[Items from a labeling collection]
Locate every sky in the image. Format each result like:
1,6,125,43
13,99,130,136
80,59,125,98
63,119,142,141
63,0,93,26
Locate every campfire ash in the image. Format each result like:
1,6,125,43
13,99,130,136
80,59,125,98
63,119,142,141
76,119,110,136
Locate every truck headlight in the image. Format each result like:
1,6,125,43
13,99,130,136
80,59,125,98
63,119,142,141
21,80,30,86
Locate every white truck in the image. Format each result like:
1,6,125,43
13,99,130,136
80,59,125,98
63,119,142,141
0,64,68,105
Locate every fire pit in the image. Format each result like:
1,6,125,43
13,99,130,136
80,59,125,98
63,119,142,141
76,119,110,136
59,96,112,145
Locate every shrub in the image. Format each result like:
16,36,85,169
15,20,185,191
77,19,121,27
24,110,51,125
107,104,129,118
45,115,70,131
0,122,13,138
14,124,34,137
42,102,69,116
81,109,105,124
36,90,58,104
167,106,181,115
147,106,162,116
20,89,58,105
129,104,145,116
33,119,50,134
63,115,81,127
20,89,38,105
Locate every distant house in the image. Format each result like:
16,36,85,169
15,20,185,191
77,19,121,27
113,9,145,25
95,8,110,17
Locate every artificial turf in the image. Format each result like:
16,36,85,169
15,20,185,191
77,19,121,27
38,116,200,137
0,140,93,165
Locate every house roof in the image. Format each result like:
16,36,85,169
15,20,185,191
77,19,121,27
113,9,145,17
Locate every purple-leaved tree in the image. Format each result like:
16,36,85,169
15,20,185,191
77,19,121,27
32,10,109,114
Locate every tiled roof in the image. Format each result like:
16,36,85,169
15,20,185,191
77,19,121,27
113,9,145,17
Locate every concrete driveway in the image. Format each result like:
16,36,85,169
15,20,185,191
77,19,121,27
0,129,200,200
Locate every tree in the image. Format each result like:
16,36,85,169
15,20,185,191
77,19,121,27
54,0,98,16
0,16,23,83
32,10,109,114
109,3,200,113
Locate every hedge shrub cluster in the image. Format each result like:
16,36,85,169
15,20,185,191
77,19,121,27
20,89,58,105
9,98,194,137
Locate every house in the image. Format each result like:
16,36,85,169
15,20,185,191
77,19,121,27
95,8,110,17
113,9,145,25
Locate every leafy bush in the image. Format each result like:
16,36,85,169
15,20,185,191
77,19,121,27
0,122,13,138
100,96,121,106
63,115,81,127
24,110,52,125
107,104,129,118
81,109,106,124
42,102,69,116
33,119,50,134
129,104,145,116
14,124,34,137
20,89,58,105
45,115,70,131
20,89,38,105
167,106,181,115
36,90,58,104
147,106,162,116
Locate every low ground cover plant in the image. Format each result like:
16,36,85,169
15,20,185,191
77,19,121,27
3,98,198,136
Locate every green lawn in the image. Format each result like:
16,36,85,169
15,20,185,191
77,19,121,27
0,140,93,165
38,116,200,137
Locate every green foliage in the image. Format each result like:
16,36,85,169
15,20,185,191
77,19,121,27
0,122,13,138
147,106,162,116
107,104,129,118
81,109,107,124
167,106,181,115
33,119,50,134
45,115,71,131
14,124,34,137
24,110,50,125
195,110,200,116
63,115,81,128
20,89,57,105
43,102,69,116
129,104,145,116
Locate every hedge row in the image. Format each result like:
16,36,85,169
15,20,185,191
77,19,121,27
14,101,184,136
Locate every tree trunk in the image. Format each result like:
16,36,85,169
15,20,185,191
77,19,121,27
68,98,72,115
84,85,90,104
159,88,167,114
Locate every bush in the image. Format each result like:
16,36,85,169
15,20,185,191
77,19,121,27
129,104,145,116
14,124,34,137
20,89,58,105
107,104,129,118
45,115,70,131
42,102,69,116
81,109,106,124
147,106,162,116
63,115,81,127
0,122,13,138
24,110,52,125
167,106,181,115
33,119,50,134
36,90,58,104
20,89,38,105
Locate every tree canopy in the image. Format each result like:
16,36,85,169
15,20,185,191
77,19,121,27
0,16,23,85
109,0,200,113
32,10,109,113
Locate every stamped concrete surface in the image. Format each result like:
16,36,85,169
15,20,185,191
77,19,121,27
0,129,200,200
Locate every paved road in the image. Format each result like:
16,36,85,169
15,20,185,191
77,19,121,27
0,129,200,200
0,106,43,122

▶ Task to carry out
Scale every bounding-box coordinate in the answers by 0.55 and round each result to a whole number, with halves rounding up. Do this from the line with "Locate every tree canopy" to the line with "32,10,109,113", both lines included, and give those lines again in full, with the requests and their format samples unchanged.

▶ Full output
Locate every tree canopy in the image. Format each result like:
16,36,85,169
15,20,185,191
77,19,121,27
0,9,13,47
60,0,110,62
18,6,60,62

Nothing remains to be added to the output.